(Point annotation records)

— START —

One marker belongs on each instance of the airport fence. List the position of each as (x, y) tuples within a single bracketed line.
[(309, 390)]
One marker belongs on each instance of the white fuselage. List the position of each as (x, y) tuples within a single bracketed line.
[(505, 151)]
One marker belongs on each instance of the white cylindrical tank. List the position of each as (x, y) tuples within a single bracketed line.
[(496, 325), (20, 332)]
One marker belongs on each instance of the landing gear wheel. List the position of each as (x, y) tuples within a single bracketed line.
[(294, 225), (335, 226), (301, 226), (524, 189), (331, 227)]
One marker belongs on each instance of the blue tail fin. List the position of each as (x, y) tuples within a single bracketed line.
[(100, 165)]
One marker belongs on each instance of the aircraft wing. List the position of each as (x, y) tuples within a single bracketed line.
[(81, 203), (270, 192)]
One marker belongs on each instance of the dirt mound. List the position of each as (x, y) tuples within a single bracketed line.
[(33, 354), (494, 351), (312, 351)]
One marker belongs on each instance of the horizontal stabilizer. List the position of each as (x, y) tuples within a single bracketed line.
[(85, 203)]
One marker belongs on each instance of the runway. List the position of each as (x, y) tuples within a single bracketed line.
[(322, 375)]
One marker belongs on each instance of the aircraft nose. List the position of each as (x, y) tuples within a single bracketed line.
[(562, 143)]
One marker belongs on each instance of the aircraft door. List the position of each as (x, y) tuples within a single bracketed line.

— END —

**Task objective**:
Copy out every one of the records with "marker" swapped for "pin" and nothing else altered.

**Output below**:
One pin belongs on each instance of the airport fence. List the position of each as (x, y) tuples within a single bracketed line.
[(309, 390)]
One pin belongs on each instance of the white fuselage. List the position of each as (x, y) tuples within a single bracketed line.
[(505, 151)]
One pin belongs on each instance of the white cylindrical tank. List the position of each as (x, y) tuples within a single bracketed line.
[(496, 325), (20, 332)]
One pin belongs on each instance of the landing gear wheel. List the position of each as (x, y) tuples within a single bracketed line.
[(294, 225), (335, 226), (301, 226), (524, 189), (331, 227)]
One pin belongs on each instance of the blue tail fin. List the position of each as (x, y) tuples within a single bracketed line.
[(100, 165)]
One pin belongs on each instance of the aircraft wing. List the position of each as (x, y) tuples within a single bracketed line.
[(81, 203), (270, 192)]
One pin belongs on each instance of the dirt mound. List the position of each as (x, y) tuples within a single bracketed line.
[(33, 354), (494, 351), (312, 351)]
One pin belongs on each instance of the horizontal stabilizer. List the position of each as (x, y) tuples within a single bracketed line.
[(85, 203)]
One pin belongs on each instance of the runway. List the position of each as (x, y) tuples within a single bracketed line.
[(322, 375)]
One pin belongs on each instance of the aircraft nose. List the position of each as (x, y) tuples within a single bracketed line.
[(562, 143)]
One pin belongs on each instance of the aircraft door. List the position of each as (x, y) tuples within a single bracketed line.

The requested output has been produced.